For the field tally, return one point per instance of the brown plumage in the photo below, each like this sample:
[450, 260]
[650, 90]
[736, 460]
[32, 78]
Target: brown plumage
+--
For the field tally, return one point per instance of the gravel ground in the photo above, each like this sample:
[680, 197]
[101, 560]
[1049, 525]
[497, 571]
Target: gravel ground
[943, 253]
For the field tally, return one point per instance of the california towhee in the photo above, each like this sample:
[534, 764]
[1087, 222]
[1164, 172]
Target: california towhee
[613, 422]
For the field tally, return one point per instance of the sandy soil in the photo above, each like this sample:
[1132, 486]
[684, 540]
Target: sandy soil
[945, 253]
+--
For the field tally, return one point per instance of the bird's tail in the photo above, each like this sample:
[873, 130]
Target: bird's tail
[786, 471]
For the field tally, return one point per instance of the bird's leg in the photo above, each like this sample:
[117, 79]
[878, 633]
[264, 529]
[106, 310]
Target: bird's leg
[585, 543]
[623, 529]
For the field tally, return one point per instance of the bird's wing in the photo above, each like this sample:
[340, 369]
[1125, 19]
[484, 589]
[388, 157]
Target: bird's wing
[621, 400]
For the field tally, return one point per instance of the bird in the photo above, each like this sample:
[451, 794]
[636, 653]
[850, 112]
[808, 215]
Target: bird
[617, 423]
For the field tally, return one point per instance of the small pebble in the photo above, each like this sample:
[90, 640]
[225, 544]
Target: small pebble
+--
=== Exercise requirements ===
Express the lines of the listing from the one containing "of the small" through the one containing "Target: small pebble", both included, as a JSON list of strings with one string per line, leaving out any blank lines.

=== Final result ===
[
  "For the field tally, return one point per instance of the small pebble in the photo above, each like this sample:",
  "[90, 640]",
  "[225, 544]",
  "Target: small pebble"
]